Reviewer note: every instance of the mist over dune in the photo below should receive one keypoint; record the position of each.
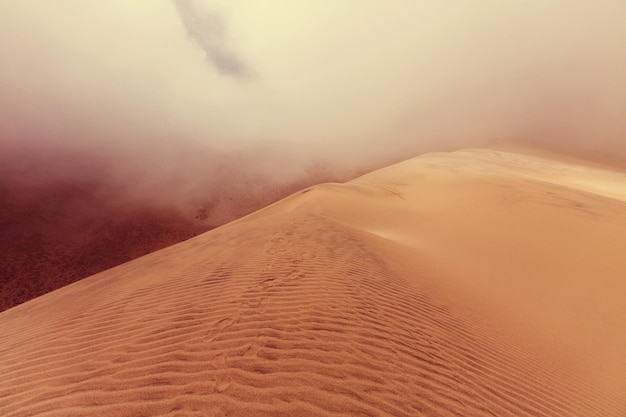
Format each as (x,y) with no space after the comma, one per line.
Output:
--
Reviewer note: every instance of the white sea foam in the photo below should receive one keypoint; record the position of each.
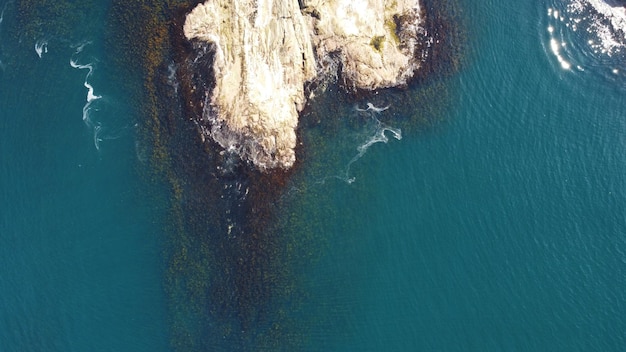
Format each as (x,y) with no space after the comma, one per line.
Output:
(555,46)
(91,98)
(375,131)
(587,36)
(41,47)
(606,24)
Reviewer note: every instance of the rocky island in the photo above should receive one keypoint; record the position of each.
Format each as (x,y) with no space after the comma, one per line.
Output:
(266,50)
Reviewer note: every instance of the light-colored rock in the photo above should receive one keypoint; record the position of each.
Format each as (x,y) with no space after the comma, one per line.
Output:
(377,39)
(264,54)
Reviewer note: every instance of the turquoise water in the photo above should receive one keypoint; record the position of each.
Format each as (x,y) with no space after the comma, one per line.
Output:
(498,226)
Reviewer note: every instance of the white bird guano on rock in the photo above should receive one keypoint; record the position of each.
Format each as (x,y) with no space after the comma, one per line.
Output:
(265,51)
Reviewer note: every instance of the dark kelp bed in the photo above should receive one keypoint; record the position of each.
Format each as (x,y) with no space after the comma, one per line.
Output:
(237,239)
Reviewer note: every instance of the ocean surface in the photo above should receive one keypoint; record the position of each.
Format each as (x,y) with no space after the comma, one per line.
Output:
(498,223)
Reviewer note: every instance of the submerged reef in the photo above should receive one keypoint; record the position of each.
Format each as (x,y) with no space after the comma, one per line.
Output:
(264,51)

■ Request
Pull out each line of the material above that contains the word "note", treating uppercase and lowercase as different.

■ The completed task
Reviewer note: every instance of the mist over dune in the photo below should receive one keypoint; record the position of each.
Reviewer note: every instance of the white sea foam in the photo below should receive one keypoint; record the position of each.
Reviewer note: every instance of the rocky island in the photo above should receive one keypoint; record the position of each.
Reviewer note: every instance of the light-colored rock in the photo above should receive one keypoint; record the position of each.
Reviewer note: every instance of the turquoise water in the photo above should receive one keypoint; record the position of each.
Reviewer note: every instance of the white bird guano on rock in the photo above should receive one keypoint; record the position of each.
Reviewer note: every instance of the dark kelp bed in the photo above should receive one keypoint; record the position of each.
Reviewer note: every instance of the ocean surface in the photo above should receive one keypoint; record the position of each.
Reviewer note: every instance of the submerged reef in the photo above should receive one keypoint; record the position of each.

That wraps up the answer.